*Material shown*
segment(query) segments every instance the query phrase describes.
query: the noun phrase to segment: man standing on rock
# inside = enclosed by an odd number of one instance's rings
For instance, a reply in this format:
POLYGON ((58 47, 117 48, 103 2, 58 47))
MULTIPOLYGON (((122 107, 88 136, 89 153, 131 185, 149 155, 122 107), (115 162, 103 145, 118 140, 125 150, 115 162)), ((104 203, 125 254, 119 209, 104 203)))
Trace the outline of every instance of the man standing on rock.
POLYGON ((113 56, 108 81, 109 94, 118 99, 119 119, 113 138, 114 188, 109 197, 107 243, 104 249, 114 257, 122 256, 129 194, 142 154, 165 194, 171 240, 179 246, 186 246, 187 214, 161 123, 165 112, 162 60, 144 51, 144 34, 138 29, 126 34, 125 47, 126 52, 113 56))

*Written instruction*
Return every line above verbatim, without changing a single character.

*Reply*
segment(query) segments every instance the query phrase describes.
query: the noun phrase to segment: man standing on rock
# inside = enclosed by an odd number of one instance's rings
For instance, a reply in this format:
POLYGON ((58 47, 117 48, 103 2, 58 47))
MULTIPOLYGON (((122 107, 88 136, 89 153, 131 185, 149 155, 122 107), (115 162, 103 145, 118 140, 125 150, 115 162)), ((104 203, 125 254, 119 209, 104 203)))
Trace the outline of every instance of the man standing on rock.
POLYGON ((113 56, 108 81, 109 94, 118 99, 119 119, 113 138, 114 188, 109 197, 107 243, 104 249, 114 257, 122 256, 129 194, 142 154, 165 194, 171 240, 179 246, 186 246, 187 214, 161 123, 165 112, 162 60, 144 51, 144 34, 138 29, 126 34, 125 47, 126 52, 113 56))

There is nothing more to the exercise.